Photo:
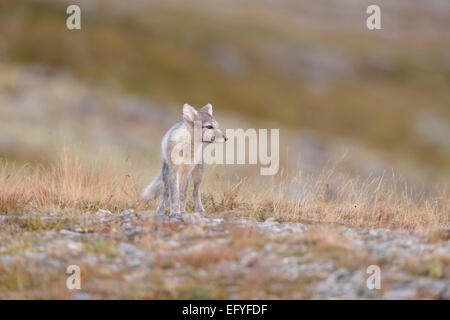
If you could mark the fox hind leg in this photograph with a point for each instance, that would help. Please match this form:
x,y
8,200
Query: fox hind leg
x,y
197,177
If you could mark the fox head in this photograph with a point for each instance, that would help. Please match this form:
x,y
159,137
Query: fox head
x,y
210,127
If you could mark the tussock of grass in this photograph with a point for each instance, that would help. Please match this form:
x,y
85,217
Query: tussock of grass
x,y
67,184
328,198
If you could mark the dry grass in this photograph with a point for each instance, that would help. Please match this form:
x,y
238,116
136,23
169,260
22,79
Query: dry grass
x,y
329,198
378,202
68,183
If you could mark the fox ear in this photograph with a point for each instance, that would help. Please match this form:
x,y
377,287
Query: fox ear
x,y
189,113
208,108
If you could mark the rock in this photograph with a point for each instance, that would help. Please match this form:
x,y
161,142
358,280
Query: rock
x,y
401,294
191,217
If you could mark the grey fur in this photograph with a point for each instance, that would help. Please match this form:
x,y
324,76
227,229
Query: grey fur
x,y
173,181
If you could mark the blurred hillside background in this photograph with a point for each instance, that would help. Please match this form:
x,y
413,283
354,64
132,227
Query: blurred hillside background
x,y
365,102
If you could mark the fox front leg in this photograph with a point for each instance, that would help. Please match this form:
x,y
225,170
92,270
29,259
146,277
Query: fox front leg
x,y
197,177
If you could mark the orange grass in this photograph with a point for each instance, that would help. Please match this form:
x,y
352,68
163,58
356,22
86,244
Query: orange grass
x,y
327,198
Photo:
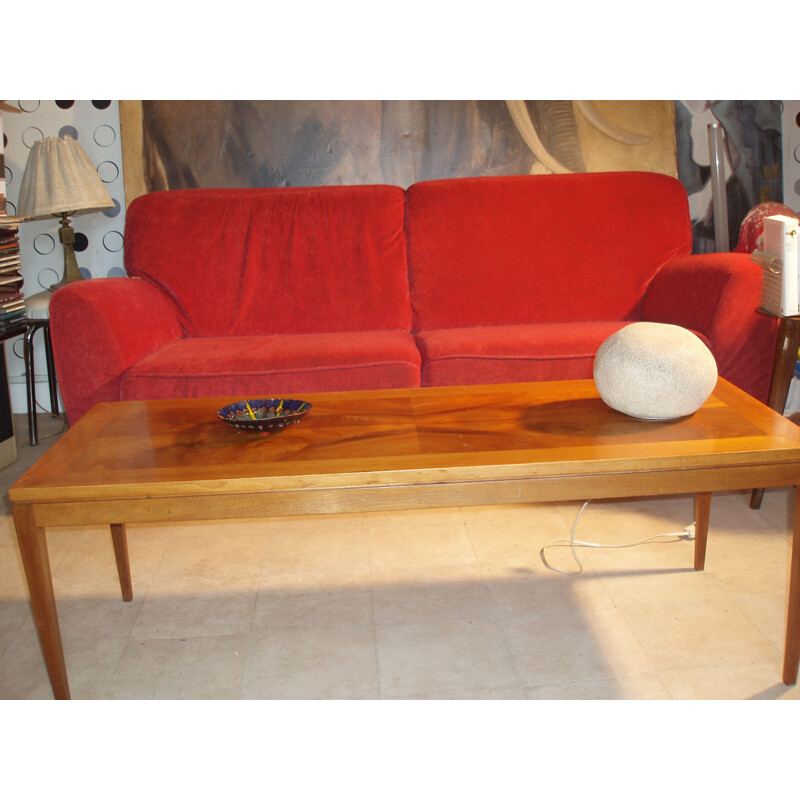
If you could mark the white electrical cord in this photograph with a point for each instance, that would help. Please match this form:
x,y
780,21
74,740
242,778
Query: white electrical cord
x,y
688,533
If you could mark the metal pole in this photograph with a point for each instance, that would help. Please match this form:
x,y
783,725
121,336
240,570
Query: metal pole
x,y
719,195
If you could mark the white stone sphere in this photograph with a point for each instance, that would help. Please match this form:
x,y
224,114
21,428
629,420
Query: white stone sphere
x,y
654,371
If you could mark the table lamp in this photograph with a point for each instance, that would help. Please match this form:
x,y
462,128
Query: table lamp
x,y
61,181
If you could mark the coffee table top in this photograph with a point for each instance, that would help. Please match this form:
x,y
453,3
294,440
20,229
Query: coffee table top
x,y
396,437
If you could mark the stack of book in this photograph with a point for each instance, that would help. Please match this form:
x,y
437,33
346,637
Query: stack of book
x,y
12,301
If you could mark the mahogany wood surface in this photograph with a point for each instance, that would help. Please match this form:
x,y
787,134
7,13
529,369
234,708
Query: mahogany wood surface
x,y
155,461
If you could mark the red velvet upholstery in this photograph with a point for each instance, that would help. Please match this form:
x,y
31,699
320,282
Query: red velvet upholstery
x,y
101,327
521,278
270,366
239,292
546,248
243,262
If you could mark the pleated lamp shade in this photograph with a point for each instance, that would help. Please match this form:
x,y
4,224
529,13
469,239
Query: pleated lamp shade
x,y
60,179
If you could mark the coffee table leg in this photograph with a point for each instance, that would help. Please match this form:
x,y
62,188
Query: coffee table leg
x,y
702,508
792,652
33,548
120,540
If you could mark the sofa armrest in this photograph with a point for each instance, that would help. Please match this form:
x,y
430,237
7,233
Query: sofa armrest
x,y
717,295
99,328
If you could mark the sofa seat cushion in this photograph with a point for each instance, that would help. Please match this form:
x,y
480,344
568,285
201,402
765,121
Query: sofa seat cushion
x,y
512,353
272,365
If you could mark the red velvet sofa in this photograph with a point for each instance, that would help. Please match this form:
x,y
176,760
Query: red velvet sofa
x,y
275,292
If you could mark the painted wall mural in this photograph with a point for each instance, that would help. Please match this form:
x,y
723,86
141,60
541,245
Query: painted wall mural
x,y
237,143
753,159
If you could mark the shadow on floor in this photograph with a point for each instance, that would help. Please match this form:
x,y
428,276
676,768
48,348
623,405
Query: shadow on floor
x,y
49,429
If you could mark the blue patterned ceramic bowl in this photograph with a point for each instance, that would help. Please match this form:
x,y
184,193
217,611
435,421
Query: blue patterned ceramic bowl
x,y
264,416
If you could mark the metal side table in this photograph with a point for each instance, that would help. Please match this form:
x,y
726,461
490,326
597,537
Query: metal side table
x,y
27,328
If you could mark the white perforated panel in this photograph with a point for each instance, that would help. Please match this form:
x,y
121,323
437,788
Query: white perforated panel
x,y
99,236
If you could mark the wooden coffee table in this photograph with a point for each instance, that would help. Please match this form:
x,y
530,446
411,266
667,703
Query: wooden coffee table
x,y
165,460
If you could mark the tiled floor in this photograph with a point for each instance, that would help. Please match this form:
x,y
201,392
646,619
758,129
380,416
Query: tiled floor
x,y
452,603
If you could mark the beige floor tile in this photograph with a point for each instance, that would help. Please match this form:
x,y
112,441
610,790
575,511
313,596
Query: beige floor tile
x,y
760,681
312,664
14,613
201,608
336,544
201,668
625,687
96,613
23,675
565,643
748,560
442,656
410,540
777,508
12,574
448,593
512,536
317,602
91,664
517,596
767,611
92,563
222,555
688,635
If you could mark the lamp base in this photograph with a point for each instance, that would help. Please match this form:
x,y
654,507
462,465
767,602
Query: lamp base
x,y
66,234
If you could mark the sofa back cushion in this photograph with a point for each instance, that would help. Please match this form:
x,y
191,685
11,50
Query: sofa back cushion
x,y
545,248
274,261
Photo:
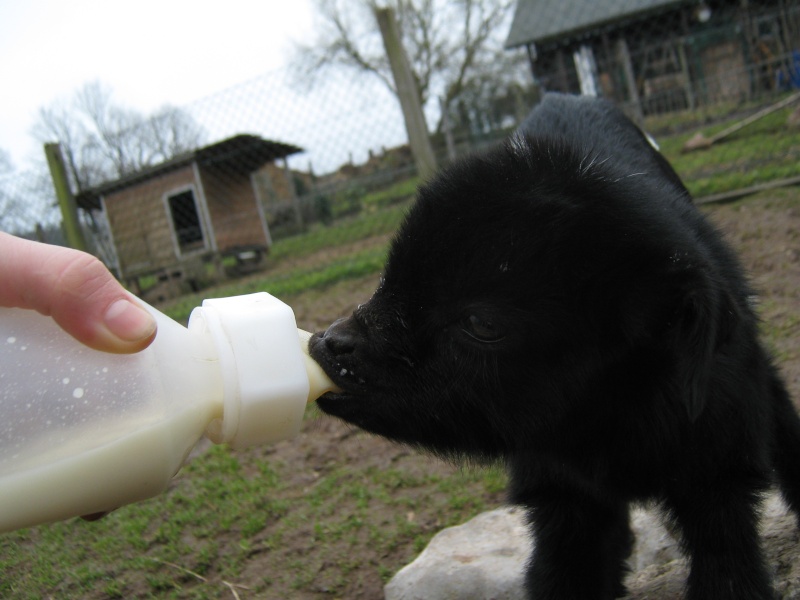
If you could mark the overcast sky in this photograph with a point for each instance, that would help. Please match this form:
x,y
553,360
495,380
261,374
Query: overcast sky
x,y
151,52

» **GIVEN REQUEST**
Retype all of the records above character for character, leaving out the pictures.

» **ANSWER TO THE PROBLEM**
Photo:
If you could mark the fox hind leg in this photograph with a point for each instance, that would help. Please match this form:
x,y
8,200
Query: fox hind leg
x,y
197,177
If you could mark the fox head in this photograph with a point for each instance, that would help. Please match this form:
x,y
159,137
Query: fox head
x,y
210,127
If you could mark the tussock of grass in this photograph with a point for each instance, that would help. Please match this form:
x,y
85,217
Query: tussock of grass
x,y
67,184
328,198
If you could mark the dry grass in this photograph with a point for each instance, that would help. Please match this form:
x,y
238,116
136,23
169,260
22,79
Query: dry grass
x,y
329,198
378,202
68,183
If you could mark the fox ear in this photograph with a point for each instance, that would help. Please match this form:
x,y
377,287
Query: fox ear
x,y
189,113
208,108
If you could mark the rock in this photograph with a point for each instance, that would help. Please match this form:
x,y
161,142
358,280
Query: rock
x,y
401,294
191,217
If you could mark the grey fur in this photograph with a point for each instance, that would help. Please match this form:
x,y
324,76
227,229
Query: grey fur
x,y
173,181
If you could mark the blurred hillside background in this photograph with a point for each instance, that would help. Please match this form:
x,y
413,283
354,64
132,227
Query: blurred hillside background
x,y
365,102
If you could mark the fox front leg in this photograph with a point for each instance, that would help. Please match this form:
x,y
225,170
92,270
29,259
146,277
Query: fox front leg
x,y
197,177
If you could mark the orange grass in this photograph with a point for each instance, that would help. Please match this form:
x,y
352,68
163,58
356,22
86,244
Query: orange grass
x,y
327,198
Photo:
If you could mark the white electrical cord in this photograph with a point for each instance, that would help. Please match this form:
x,y
780,21
74,740
242,778
Query: white electrical cord
x,y
688,533
If you could mark the metal pole in this photograph with a point for each instance, that would help. Please match this form:
x,y
783,725
121,336
240,570
Query: metal pole
x,y
719,195
If you could mark the white stone sphere in this photograph with a point for each instance, that would help. Please match this form:
x,y
224,114
21,428
629,420
Query: white stone sphere
x,y
654,371
If you could mark the table lamp in this photograph with a point for each instance, that would help. Please match this form:
x,y
462,128
Query: table lamp
x,y
61,181
If you could mark the coffee table top in this photograph with a point for each instance, that would help. Please match this form:
x,y
453,3
294,440
20,229
Query: coffee table top
x,y
396,437
If you could mark the stack of book in this photograph with a point for each instance, that would help. Please match this form:
x,y
437,33
346,637
Query: stack of book
x,y
12,301
If you could mark the mahogany wood surface in this photograph with a point for each instance, that would help. Please match this form:
x,y
787,134
7,13
529,369
234,708
Query: mahogany wood surface
x,y
155,461
If you could mark the red velvet upholstery in this photograph with a point for each instance, that would help. Please match this form:
x,y
31,699
320,282
Query: red velvet upholstery
x,y
101,327
521,278
270,366
239,292
546,248
243,262
If you could mark the pleated lamp shade in this photograph with a point for each instance, that would help. Please match this form:
x,y
4,224
529,13
469,239
Query: pleated lamp shade
x,y
60,179
If you could mark the coffee table leg in this photograph with a point for each instance, that would help. Please match this form:
x,y
62,188
Query: coffee table leg
x,y
702,508
792,652
33,548
120,540
If you could mark the sofa armrest in this photograph with a point for each instance, that would help. Please match this form:
x,y
430,237
7,233
Query: sofa armrest
x,y
717,295
99,328
If you could mark the sofa seat cushion in this photograph with a point for each instance, that would help. Please match this form:
x,y
480,344
568,285
201,402
765,121
Query: sofa seat cushion
x,y
512,353
272,365
If you could mark the red velvet sofa in this photograph with a point for each instance, that would help. Please match this form:
x,y
176,760
Query: red velvet sofa
x,y
275,292
If you could mark the painted wall mural in this photograph with a point for each instance, that would help. Please match this form:
x,y
723,86
141,60
541,245
Query: painted wall mural
x,y
237,143
753,159
If you could mark the shadow on floor in this photograph with a point for each instance, that would help. Please match this form:
x,y
428,276
676,768
48,348
623,405
Query: shadow on floor
x,y
49,429
If you could mark the blue patterned ceramic bowl in this photograph with a point for each instance, that would help. Please match this form:
x,y
184,193
217,611
435,421
Query: blue patterned ceramic bowl
x,y
264,416
If you could mark the metal side table in this photograph with a point for each instance, that would help. Please match this form:
x,y
726,461
490,326
597,537
Query: metal side table
x,y
27,328
If you could mark the white perforated panel in this photograph with a point for each instance, that would help. Please match this form:
x,y
121,323
437,788
Query: white perforated panel
x,y
99,236
If you could mark the wooden coffee table in this photograph with a point for each instance, that would help. Please match this form:
x,y
530,446
411,266
667,703
Query: wooden coffee table
x,y
165,460
If you could mark the tiled floor in this photograph with a point for each instance, that would help. Please match this form:
x,y
201,392
646,619
758,129
380,416
Query: tiled floor
x,y
452,603
If you could mark the beige floor tile in this photograph with a point for each instance, that would help. Please match this form:
x,y
112,441
610,790
575,511
313,596
Query: beige floor tile
x,y
760,681
312,664
14,613
201,608
336,544
201,668
625,687
96,613
23,675
565,643
748,560
442,656
410,540
777,508
12,574
448,593
512,536
317,602
91,664
517,596
767,611
92,563
222,555
688,635
If you could mark the lamp base in this photograph with a point for each instance, that would help. Please match this form:
x,y
654,507
462,465
767,602
Query: lamp base
x,y
66,234
If you could mark the sofa back cushion in this photograph with a point for each instance, that would help. Please match this form:
x,y
191,685
11,50
Query: sofa back cushion
x,y
545,248
274,261
Photo:
If you could mark the overcast sky in this photograph with a point for each instance, that would help. Please match this form:
x,y
553,360
495,380
261,374
Query: overcast sky
x,y
151,52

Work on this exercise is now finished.